TEXTE À LIRE:
============

Chaque année, c’est l’un des jeux incontournables, qui peut se révéler très divertissant ou profondément déprimant selon les cas : celui des plus gros bides du box-office. 2024 compte déjà quelques prétendants avec le fiasco Madame Web, Argylle, Lisa Frankenstein ou encore The Ministry of Ungentlemanly Warfare, sachant que l’appellation “flop” peut tout aussi bien désigner un désastre absolu qu’une déception méritant une analyse plus nuancée. 

Le nouveau SOS Fantômes appartient plutôt à cette deuxième catégorie. Après le joli succès de SOS Fantômes : L’Héritage en 2021, qui avait fait oublier l’échec de SOS Fantômes en 2016, SOS Fantômes : La Menace de glace devait tout simplement continuer l’exploitation du filon Ghostbusters. Ni plus ni moins. Mais comment mesurer la réussite d’une telle opération de business ? Le cinéma est-il si important, ou n’est-ce finalement qu’une simple formalité ?

On revient en détail, chiffres à l’appui, sur le succès (ou pas) de ce S.O.S. Fantômes 4.

Fantômasse

SOS Fantômes : La Menace de glace fait partie d’une franchise qui compte cinq films, des séries, des jeux vidéo, des comics et bien d’autres choses inutiles. C’est donc ainsi qu’il faut l’analyser : comme un épisode, et par rapport aux autres films. Parce que la raison d’être d’une suite est bien de capitaliser sur une marque.

Pour les studios, les sagas représentent une certaine idée de la sécurité. On compte sur le public acquis, on espère qu’il grossira naturellement (grâce au marché de la vidéo, SVoD, etc), voire on espère que la franchise traversera les âges pour que les parents emmènent leurs enfants. Ghostbusters n’est pas Star Wars, mais c’est la même logique. Et c’est pour ça que Bill Murray, Dan Aykroyd, Ernie Hudson et compagnie ont été ramenés.

============

ENREGISTREMENTS FOURNIS:
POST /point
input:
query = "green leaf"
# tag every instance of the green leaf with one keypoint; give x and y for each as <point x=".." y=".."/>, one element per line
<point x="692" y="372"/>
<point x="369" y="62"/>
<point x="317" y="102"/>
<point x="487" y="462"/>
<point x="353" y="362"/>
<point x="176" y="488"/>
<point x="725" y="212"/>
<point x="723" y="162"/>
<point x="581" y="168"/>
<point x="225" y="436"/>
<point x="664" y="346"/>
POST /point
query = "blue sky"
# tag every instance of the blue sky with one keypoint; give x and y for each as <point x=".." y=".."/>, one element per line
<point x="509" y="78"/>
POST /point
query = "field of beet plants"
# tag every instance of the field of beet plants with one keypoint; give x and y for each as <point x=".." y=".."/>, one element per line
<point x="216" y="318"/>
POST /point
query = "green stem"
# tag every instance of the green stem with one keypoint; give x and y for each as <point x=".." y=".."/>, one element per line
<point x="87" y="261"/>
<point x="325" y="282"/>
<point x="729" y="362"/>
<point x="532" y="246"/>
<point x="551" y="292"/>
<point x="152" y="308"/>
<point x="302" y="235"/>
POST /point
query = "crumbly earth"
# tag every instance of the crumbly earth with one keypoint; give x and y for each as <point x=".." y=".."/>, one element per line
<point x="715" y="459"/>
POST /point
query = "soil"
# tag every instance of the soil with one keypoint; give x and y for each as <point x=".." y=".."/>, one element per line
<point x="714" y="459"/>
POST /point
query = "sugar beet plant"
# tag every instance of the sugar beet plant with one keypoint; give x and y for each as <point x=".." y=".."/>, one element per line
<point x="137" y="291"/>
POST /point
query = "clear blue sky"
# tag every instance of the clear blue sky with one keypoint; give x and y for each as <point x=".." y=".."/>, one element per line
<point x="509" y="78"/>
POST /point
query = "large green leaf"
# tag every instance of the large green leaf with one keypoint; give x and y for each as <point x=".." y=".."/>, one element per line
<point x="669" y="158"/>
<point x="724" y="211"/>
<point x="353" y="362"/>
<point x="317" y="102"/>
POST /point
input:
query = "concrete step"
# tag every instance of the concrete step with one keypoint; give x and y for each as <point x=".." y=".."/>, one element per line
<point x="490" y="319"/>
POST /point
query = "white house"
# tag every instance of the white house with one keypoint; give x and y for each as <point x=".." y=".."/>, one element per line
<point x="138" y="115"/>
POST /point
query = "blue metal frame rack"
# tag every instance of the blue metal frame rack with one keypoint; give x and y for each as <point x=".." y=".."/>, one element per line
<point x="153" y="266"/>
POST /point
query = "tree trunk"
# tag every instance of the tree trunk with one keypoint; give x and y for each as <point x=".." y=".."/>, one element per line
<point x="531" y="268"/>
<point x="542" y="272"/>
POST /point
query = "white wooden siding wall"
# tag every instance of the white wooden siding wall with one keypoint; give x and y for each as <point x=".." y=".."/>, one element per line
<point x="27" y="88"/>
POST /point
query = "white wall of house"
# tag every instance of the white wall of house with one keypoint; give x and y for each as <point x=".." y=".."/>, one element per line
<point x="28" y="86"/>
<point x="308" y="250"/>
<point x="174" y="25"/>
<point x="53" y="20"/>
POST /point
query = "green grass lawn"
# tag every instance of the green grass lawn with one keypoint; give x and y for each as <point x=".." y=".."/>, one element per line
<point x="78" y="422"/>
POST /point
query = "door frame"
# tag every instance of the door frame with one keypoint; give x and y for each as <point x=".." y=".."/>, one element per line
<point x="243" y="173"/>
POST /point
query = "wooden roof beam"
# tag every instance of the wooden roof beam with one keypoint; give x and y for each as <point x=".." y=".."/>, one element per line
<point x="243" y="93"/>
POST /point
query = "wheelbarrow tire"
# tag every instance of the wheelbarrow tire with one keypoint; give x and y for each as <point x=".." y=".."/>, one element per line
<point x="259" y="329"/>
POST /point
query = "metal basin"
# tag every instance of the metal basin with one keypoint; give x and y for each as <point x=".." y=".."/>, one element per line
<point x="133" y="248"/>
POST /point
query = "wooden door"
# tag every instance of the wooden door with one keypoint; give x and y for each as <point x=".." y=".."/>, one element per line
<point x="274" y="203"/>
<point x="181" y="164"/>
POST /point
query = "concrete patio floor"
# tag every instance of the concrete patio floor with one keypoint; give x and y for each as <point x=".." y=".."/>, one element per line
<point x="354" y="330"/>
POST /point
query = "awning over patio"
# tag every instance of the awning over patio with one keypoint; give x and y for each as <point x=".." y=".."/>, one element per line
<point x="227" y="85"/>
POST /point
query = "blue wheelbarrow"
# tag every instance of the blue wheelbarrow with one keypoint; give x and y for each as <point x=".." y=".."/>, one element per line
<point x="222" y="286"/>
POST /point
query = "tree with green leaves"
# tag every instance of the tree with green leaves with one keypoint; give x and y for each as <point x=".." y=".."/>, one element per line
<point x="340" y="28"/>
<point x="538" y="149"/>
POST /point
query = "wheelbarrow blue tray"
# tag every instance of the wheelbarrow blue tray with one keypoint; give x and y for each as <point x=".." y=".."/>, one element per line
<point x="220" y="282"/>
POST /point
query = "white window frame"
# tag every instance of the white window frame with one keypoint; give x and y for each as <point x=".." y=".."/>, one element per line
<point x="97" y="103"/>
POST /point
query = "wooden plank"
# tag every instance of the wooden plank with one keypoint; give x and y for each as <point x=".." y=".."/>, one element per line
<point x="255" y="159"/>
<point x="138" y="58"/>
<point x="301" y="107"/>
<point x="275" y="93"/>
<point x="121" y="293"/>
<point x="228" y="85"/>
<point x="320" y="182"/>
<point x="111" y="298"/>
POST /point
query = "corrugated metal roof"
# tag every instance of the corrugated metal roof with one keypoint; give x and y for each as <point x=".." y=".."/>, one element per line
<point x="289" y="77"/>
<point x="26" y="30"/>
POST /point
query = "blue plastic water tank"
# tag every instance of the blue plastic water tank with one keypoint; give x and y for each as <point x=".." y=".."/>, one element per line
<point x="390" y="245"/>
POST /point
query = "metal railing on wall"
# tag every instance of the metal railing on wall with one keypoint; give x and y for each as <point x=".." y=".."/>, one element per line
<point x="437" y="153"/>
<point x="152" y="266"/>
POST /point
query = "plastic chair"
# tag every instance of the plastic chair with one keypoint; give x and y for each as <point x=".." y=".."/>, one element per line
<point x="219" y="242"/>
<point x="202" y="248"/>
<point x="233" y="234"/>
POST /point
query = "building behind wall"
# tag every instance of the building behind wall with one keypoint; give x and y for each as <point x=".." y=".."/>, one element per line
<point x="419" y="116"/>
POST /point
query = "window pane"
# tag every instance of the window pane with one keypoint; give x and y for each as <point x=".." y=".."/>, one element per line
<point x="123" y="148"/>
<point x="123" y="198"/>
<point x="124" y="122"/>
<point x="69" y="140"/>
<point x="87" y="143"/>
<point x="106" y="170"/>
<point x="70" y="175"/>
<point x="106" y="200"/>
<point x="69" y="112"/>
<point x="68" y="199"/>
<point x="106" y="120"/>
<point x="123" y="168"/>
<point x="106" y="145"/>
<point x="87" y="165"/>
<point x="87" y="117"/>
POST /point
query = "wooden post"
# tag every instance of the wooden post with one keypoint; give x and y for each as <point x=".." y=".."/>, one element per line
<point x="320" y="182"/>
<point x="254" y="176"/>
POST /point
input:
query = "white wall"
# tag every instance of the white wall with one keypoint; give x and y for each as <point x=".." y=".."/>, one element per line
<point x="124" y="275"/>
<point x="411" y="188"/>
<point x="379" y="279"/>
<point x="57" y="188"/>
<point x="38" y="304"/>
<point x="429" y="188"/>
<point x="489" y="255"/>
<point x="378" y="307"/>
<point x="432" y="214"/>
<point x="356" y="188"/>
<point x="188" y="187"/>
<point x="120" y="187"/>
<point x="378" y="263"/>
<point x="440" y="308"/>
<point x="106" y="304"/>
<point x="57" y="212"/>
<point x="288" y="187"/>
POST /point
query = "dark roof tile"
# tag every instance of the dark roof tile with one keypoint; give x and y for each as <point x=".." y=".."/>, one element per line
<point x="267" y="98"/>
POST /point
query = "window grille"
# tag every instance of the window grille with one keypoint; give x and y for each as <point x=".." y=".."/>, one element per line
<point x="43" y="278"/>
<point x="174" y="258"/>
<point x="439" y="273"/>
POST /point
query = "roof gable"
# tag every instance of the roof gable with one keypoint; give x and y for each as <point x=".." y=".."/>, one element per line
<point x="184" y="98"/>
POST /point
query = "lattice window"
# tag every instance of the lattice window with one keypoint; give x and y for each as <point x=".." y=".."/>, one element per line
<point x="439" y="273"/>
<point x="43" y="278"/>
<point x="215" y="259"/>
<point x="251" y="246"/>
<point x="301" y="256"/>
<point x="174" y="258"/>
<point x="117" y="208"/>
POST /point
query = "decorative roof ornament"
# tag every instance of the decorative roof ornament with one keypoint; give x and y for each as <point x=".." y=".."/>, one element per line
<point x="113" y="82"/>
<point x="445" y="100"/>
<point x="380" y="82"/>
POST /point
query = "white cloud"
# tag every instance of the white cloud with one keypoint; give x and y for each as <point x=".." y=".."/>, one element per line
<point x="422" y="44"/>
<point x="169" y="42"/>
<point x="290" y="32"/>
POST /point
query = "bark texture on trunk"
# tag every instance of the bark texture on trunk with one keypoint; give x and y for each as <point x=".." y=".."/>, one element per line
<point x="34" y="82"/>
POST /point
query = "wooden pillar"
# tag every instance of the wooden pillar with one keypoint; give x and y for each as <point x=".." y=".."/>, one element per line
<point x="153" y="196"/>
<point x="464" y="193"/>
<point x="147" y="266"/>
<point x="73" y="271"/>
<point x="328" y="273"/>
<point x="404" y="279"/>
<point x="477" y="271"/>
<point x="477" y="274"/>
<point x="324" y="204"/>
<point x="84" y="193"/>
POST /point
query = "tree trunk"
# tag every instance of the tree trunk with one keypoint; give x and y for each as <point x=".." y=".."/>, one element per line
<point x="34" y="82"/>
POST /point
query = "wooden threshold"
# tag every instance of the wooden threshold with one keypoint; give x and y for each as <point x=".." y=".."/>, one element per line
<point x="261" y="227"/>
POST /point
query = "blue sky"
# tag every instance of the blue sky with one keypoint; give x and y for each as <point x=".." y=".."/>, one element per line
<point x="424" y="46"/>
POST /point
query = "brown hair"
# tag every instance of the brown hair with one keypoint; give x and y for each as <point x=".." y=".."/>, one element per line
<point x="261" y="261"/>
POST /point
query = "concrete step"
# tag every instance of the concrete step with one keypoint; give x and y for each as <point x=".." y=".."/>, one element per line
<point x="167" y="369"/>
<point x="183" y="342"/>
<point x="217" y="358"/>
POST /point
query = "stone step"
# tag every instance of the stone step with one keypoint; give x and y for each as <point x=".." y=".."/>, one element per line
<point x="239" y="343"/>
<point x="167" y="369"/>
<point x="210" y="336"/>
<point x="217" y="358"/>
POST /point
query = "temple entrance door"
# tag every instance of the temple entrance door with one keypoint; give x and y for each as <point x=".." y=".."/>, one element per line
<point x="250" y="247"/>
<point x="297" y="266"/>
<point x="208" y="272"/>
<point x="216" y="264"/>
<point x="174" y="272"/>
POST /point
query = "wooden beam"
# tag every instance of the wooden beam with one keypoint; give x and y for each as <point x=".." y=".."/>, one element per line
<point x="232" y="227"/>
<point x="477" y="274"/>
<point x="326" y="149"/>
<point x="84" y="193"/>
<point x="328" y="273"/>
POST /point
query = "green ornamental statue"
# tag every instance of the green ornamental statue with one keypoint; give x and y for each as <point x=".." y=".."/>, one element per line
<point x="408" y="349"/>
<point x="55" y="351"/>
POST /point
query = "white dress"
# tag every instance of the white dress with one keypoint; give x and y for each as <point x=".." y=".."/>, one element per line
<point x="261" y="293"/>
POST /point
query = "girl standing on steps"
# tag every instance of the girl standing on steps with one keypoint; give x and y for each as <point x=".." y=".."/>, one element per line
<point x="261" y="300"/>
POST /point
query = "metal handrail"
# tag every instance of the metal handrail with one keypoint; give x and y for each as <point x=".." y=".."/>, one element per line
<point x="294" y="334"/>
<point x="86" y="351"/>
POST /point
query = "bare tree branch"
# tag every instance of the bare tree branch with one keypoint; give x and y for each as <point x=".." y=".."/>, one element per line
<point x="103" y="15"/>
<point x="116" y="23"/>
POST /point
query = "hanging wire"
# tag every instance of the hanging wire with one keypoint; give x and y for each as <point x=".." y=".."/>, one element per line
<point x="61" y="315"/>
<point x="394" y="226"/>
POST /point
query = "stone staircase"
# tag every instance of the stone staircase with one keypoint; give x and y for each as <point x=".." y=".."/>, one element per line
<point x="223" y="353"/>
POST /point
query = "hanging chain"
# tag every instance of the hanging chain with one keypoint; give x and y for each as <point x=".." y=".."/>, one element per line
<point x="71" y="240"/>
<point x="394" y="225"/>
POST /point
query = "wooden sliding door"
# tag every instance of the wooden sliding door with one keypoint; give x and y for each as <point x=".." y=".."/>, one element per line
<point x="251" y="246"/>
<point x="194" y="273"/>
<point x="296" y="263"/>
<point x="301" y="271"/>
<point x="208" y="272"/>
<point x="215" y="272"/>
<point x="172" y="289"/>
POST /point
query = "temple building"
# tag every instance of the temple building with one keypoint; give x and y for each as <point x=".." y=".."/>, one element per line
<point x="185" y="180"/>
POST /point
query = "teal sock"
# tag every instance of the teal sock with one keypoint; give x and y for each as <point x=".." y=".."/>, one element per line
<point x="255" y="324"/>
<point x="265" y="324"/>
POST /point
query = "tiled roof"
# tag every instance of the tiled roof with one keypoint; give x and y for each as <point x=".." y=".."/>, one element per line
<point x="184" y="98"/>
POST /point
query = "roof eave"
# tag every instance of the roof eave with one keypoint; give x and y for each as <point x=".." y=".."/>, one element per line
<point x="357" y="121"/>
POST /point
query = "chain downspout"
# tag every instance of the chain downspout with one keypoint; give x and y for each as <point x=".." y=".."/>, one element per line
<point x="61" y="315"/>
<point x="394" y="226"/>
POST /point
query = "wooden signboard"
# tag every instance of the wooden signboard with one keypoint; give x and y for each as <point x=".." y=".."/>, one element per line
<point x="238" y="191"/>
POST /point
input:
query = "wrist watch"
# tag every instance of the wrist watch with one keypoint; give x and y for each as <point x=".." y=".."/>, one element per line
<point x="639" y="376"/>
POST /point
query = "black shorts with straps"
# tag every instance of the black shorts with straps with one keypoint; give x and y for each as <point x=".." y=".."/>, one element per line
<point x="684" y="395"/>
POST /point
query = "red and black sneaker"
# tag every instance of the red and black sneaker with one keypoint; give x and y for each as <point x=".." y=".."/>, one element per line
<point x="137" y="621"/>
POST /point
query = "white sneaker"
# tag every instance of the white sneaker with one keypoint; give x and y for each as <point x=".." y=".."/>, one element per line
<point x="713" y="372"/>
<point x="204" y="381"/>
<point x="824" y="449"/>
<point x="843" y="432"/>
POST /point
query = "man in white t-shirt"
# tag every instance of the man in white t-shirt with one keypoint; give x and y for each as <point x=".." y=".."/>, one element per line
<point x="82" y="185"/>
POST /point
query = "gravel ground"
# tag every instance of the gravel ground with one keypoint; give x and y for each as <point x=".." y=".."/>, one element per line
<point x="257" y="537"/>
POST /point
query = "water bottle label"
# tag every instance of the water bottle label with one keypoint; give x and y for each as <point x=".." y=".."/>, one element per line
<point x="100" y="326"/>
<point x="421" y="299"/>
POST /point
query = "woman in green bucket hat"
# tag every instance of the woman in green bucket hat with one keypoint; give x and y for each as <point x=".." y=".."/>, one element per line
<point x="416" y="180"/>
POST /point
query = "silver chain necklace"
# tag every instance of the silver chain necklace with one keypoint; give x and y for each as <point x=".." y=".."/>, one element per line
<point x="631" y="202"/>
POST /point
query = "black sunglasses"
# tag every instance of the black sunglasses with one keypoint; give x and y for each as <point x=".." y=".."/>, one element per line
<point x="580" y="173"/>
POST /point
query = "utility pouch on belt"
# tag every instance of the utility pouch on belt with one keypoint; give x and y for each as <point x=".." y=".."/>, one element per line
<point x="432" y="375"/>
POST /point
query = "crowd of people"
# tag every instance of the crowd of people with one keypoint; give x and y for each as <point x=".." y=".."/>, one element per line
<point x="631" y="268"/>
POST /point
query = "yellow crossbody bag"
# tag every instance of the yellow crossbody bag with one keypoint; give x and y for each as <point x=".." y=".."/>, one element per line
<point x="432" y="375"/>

============

TÂCHES À RÉALISER:
• a. Quels films l'article sur SOS Fantômes cite-t-il comme premiers prétendants aux plus gros bides de 2024 ?
• b. Quelles lignes des enregistrements contiennent la chaîne « lattice » ? Listez-les toutes, en tenant compte de la casse.

RÉSULTATS ATTENDUS:
• a.
Madame Web
Argylle
Lisa Frankenstein
The Ministry of Ungentlemanly Warfare

• b.
query = "lattice window"
# tag every instance of the lattice window with one keypoint; give x and y for each as <point x=".." y=".."/>, one element per line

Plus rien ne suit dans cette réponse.